_Task requirements_
Reproduce the records below exactly, leaving their images out.

[Items listed in a dataset]

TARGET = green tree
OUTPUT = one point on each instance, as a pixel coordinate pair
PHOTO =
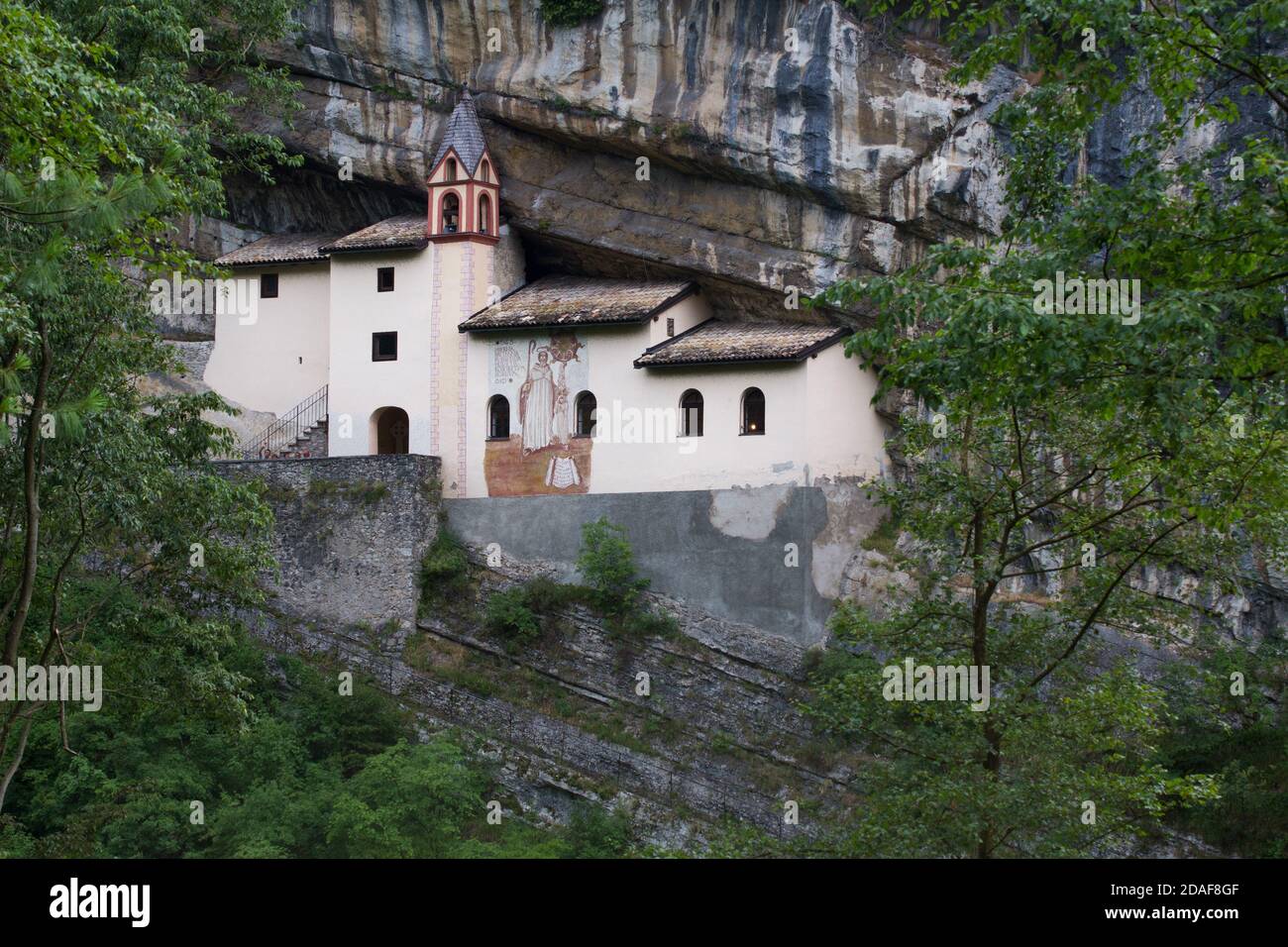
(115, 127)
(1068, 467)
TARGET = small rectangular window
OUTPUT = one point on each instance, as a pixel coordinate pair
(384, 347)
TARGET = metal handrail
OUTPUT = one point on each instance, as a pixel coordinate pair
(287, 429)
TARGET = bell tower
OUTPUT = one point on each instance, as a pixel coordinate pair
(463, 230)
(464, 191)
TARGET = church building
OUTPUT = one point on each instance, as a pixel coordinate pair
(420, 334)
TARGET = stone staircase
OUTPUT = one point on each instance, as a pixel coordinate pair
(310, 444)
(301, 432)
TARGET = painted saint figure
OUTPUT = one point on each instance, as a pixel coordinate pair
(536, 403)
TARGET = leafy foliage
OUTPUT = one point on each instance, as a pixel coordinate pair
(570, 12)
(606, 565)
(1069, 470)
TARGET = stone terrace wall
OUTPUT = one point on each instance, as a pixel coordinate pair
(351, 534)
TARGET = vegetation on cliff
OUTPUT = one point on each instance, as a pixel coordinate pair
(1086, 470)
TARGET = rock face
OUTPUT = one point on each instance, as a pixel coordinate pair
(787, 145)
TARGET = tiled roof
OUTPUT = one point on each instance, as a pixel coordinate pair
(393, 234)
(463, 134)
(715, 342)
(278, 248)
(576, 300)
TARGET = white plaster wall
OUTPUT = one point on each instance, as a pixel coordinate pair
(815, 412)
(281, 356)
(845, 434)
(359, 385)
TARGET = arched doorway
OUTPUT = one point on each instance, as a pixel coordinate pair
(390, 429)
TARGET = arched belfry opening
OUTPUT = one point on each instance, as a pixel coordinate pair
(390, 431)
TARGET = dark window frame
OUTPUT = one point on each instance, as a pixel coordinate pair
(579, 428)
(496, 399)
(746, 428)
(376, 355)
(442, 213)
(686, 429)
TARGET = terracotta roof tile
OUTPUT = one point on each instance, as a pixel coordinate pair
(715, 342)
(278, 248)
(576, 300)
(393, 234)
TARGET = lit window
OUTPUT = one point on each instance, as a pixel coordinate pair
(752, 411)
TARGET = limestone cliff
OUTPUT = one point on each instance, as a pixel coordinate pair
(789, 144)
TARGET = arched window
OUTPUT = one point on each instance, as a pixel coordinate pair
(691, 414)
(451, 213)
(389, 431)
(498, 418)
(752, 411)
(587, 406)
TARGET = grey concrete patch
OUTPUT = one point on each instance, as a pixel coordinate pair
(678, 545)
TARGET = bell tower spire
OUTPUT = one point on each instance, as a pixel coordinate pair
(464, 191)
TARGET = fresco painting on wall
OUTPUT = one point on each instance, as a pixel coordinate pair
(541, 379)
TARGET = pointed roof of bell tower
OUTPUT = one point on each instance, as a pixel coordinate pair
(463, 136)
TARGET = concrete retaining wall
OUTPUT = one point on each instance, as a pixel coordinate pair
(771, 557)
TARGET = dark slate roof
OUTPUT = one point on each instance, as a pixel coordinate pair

_Answer space_
TARGET = green tree
OUTPUT = one point on each instance, as a pixel coordinate pair
PHOTO =
(115, 127)
(1068, 467)
TARGET = small rectangular window
OUTPUT = one point on each instance, as a pixel coordinate pair
(384, 347)
TARGET = metal handrail
OUTPUT = one point on each instance, as a pixel coordinate pair
(287, 429)
TARGET = bell tower
OUTPUT = one point on each instance, as a pixel coordinate pair
(463, 230)
(464, 191)
TARGET = church building
OUTPUT = one point on each instance, as a pixel coordinate pair
(420, 334)
TARGET = stone staircase
OUTPUT = one point on each instance, as a pixel coordinate pair
(310, 444)
(301, 432)
TARGET = painted saint figure
OUTPUT = one point on each instance, as a pixel coordinate pair
(536, 403)
TARGET = leafy foliage
OUTPUT = one point on each instance, as a pixel coordinate pair
(570, 12)
(606, 565)
(1069, 470)
TARGET = stone terrace wall
OUTPUT = one point on each instance, as a pixel coordinate pair
(351, 534)
TARGET = vegetation on cliff
OUTPUT = one point on each instance, as a pixel coordinate pair
(1086, 470)
TARGET = rock face
OUTPUT = one point on each instance, as a pixel coordinate pair
(787, 145)
TARGET = tiled roof
OUTPUT = one point on each instance, as a pixel coordinate pair
(393, 234)
(463, 134)
(715, 342)
(278, 248)
(576, 300)
TARGET = white plaster wall
OUTPUT = one point on each instance, as a pixel coordinate pair
(815, 412)
(281, 356)
(845, 434)
(359, 385)
TARGET = arched doorway
OUTPUT = one point on each instance, as a pixel coordinate pair
(390, 429)
TARGET = arched belfry opening
OUTPUT = one point on each instance, as a pixel coordinate pair
(390, 431)
TARGET = dark window frame
OUTPUT = one point on each instance, as a pixel coordinate pair
(579, 428)
(496, 399)
(746, 428)
(376, 355)
(442, 213)
(686, 429)
TARGET = terracotta roof tile
OUTPUT = one point on each instance, as a pixel coordinate pair
(715, 342)
(278, 248)
(576, 300)
(393, 234)
TARGET = lit window
OUTPUT = one point on each instance, as a pixel coordinate pair
(752, 411)
TARGET = limestone cliff
OUTPUT = one point on each instance, as a pixel coordinate pair
(789, 144)
TARGET = arched window
OUTPUT = one point on each instance, as a pixel coordinate pair
(691, 414)
(451, 213)
(389, 431)
(498, 418)
(752, 411)
(587, 406)
TARGET = grey concrete patch
OUTPUT = one point on each instance, as a pixel coordinate pair
(678, 545)
TARGET = bell tower spire
OUTPUT = one point on each instance, as a pixel coordinate pair
(464, 191)
TARGET = fresco painting on wall
OUTPUT = one point on each instance, as a pixel coordinate pair
(541, 379)
TARGET = pointed roof of bell tower
OUTPUT = one point on each instance, as a pixel coordinate pair
(463, 136)
TARGET = concrete retaining wall
OUTPUT = one point on each instance, as a pixel coordinate pair
(771, 557)
TARGET = dark slate roof
OUTPUT = one point on each instance, as a pixel coordinate pair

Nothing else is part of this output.